--- Records for this task ---

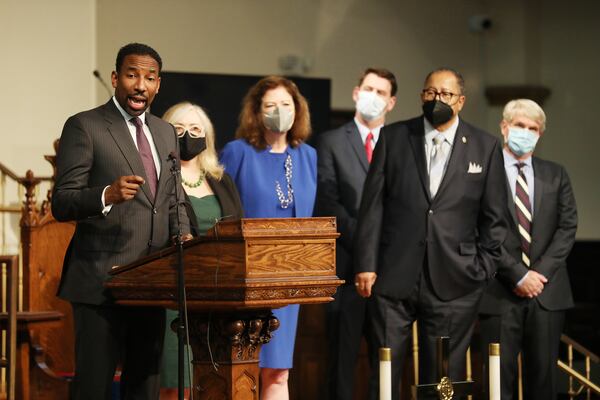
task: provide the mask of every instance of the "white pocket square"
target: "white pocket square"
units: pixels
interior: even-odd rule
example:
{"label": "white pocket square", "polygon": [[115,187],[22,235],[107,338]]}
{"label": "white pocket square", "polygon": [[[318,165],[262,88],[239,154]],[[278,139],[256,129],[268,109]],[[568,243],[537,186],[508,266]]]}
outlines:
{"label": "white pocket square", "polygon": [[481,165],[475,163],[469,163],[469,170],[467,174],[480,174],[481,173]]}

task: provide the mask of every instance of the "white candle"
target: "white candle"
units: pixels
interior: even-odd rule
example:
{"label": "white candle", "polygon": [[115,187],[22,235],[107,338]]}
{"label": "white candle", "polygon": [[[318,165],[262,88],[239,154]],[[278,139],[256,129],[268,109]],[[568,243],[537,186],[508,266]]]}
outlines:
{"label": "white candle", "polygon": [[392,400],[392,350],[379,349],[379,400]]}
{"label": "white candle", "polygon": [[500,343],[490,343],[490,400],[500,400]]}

---

- What to work on
Report every line of the items above that contains the string "instance", matching case exactly.

- Result for this task
task: provide the mask of every instance of the "white pocket square"
task: provide the mask of every instance of the "white candle"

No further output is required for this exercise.